Your answer should consist of the line holding "of the truck" and all lines after it to the end of the material, copied exactly.

Data shown:
........

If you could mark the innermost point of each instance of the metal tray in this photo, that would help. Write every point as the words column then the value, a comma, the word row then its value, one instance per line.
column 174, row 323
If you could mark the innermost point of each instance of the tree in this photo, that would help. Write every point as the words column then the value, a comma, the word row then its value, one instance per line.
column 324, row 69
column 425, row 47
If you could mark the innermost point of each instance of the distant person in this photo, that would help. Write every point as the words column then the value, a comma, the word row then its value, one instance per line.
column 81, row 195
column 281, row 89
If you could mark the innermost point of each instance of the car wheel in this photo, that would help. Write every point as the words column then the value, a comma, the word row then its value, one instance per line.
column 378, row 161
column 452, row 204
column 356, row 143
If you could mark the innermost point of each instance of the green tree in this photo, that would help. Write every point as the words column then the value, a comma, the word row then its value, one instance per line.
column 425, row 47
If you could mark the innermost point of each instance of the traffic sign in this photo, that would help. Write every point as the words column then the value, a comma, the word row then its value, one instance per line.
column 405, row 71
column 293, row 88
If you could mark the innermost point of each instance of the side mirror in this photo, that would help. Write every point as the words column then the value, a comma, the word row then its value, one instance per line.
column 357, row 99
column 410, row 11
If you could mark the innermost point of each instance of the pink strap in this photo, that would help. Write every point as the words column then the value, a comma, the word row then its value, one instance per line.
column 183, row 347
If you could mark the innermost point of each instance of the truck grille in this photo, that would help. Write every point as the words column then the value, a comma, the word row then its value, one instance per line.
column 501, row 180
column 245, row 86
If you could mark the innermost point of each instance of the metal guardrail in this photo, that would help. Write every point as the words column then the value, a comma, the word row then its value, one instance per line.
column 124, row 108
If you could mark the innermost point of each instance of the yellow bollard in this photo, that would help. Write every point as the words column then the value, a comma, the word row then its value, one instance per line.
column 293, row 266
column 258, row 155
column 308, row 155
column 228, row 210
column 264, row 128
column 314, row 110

........

Exercise answer:
If you could mark the innermost point of each instance of the truck grille in this photo, that would help. Write every point as the words column then the value, a comma, the word row then its value, one instance per line.
column 501, row 180
column 245, row 86
If you could mark the innermost point of each instance of the metal guardrail in this photo, that would help. Write every point as the words column then the value, a comma, the word row then its value, one instance per line.
column 124, row 108
If you could mark the innermost point of each instance of the yellow bollard in this photo, that would help. Write every point as the words column then the value, a comma, the word row then its value, one instance per line.
column 293, row 266
column 258, row 155
column 308, row 155
column 228, row 210
column 264, row 128
column 314, row 110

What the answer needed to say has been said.